- Records provided -
• • • •

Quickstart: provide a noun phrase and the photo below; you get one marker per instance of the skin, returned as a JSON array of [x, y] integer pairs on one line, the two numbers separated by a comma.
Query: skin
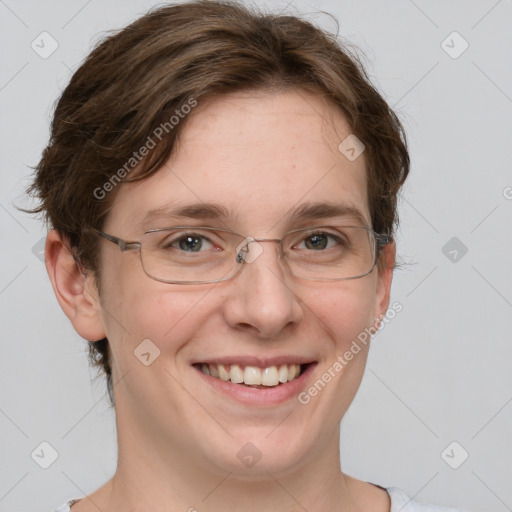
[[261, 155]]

• • • •

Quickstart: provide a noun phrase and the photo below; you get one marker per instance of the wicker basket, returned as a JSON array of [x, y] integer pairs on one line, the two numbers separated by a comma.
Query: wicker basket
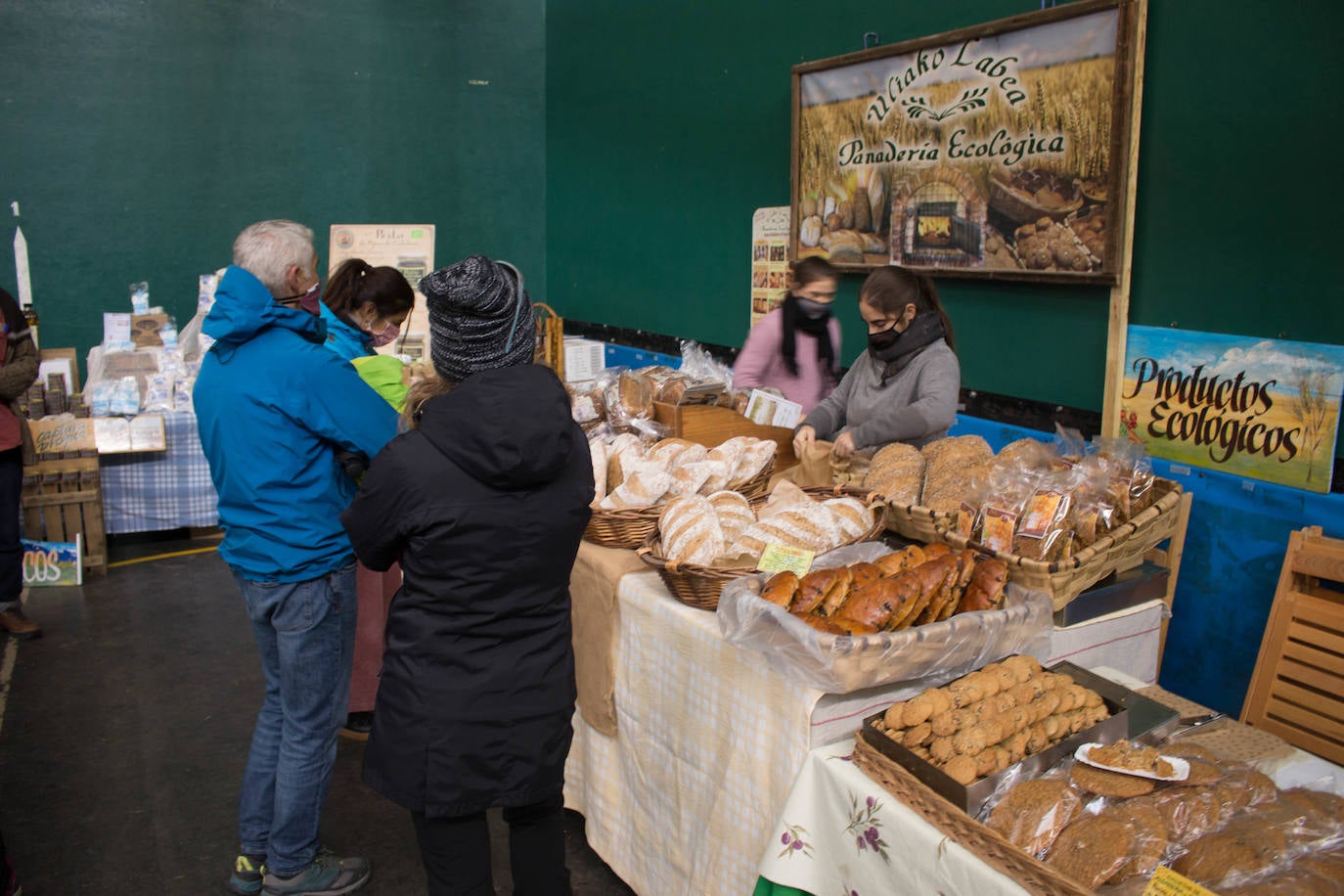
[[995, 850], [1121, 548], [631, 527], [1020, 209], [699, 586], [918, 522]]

• • • •

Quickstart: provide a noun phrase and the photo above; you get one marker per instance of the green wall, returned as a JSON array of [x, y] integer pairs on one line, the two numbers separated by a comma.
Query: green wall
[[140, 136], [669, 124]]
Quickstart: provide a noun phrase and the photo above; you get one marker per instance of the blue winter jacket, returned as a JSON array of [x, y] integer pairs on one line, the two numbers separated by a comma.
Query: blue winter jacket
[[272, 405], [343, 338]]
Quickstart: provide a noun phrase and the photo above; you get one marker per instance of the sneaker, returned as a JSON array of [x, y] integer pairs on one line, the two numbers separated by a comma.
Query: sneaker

• • • •

- What you have to do -
Format the lines between the one holding "of the blue" and the one holding "[[272, 405], [343, 338]]", inclusive, as a JSON list of strings with one string per line, leaving out any blank lines.

- Result of the task -
[
  "Quickstart: provide a noun phrase and the photo above; you get one marker per instance of the blue winter jacket, returned as a JSON array of [x, y] integer pairs on one line, the two numbers separated by a comma.",
  "Query: blue winter jacket",
  "[[272, 405], [343, 338]]"
]